• Work request: Your answer should be every line with the word "dark", copied from the data below.

• Provided data:
=== Section Start ===

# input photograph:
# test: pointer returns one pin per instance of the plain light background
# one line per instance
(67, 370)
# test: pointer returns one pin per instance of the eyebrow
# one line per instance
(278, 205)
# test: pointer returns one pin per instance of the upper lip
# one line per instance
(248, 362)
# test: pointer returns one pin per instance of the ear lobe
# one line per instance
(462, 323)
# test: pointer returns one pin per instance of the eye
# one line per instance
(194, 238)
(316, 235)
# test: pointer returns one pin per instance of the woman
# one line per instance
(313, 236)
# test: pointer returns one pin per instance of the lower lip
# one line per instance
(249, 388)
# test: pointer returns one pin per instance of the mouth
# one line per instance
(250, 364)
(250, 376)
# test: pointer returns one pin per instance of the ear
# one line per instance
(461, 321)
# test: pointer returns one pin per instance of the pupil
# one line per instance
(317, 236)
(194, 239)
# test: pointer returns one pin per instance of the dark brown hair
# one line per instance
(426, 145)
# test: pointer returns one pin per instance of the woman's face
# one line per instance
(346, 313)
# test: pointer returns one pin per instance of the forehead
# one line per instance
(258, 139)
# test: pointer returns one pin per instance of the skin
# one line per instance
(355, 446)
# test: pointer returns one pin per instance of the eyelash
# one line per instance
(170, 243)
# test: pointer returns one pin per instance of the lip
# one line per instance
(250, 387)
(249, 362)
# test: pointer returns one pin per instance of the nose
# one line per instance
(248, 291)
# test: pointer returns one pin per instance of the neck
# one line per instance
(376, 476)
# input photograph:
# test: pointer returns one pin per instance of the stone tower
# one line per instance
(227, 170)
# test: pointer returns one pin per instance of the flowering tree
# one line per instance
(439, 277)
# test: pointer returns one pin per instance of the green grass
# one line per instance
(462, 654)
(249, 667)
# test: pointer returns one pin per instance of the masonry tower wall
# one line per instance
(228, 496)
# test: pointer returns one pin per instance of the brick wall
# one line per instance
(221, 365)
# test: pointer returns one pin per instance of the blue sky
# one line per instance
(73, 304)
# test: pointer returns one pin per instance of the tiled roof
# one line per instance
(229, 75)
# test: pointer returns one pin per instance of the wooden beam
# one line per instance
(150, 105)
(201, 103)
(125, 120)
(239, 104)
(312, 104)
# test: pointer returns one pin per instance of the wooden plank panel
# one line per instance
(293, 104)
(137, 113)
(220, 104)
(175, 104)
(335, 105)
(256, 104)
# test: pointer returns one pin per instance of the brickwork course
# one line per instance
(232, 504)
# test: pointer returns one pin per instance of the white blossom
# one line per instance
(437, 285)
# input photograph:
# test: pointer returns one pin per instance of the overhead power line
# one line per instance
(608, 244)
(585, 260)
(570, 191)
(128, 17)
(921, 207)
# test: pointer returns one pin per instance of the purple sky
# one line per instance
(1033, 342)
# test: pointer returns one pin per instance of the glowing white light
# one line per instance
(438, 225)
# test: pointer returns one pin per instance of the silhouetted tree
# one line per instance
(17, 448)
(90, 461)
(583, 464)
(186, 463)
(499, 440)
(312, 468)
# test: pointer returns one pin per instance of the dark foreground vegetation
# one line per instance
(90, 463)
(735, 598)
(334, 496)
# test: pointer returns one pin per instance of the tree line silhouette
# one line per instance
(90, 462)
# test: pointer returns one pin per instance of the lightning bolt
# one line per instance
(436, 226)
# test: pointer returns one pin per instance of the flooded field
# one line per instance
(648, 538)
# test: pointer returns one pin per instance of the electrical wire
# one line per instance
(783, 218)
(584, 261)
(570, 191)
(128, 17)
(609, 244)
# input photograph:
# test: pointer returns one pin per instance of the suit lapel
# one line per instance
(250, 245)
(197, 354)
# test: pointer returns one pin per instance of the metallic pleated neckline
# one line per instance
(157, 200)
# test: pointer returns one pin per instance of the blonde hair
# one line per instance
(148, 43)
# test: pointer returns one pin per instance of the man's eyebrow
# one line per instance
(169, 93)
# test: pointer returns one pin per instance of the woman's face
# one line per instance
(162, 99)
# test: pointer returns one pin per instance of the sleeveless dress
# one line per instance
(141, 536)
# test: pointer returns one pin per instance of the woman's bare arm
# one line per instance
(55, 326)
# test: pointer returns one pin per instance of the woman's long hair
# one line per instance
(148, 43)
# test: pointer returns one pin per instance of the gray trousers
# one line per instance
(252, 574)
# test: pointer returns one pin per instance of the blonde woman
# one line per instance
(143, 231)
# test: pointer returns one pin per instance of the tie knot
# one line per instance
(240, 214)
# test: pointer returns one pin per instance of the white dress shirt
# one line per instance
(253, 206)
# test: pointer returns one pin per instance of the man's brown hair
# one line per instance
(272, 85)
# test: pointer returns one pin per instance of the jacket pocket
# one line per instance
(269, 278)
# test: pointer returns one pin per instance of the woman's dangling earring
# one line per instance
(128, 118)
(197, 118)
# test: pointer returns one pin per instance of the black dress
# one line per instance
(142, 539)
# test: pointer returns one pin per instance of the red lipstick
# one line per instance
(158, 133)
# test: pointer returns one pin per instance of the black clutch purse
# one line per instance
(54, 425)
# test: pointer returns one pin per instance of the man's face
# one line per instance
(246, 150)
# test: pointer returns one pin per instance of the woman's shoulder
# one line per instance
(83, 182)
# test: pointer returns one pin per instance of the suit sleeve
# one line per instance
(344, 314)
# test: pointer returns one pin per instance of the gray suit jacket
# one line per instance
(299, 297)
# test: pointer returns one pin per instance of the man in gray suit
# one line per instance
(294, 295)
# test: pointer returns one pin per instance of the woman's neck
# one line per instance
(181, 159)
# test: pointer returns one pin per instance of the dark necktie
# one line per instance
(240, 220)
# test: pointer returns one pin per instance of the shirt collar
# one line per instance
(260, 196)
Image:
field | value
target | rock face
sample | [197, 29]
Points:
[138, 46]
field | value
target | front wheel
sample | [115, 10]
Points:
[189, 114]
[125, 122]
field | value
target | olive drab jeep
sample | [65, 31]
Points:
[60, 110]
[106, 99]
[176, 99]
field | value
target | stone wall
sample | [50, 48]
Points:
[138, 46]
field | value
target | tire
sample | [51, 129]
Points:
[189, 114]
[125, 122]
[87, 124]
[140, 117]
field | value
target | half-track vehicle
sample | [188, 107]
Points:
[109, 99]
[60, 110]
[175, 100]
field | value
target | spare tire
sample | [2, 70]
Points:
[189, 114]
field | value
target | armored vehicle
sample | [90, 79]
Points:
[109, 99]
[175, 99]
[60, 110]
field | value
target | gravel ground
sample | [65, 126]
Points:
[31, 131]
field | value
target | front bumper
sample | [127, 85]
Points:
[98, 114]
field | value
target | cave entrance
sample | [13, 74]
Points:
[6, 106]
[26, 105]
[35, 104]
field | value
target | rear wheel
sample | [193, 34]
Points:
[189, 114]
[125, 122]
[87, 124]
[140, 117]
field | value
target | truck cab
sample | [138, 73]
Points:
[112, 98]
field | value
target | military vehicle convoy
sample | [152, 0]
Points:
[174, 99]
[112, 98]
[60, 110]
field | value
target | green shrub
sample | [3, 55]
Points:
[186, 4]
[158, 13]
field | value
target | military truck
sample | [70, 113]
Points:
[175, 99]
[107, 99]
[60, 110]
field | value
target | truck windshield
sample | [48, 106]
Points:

=== Section End ===

• Answer space:
# test: pointer returns one pin per instance of the dark brown hair
# test: pointer returns one pin per instance of the dark foreground vegetation
# test: pointer returns one pin per instance of the dark necktie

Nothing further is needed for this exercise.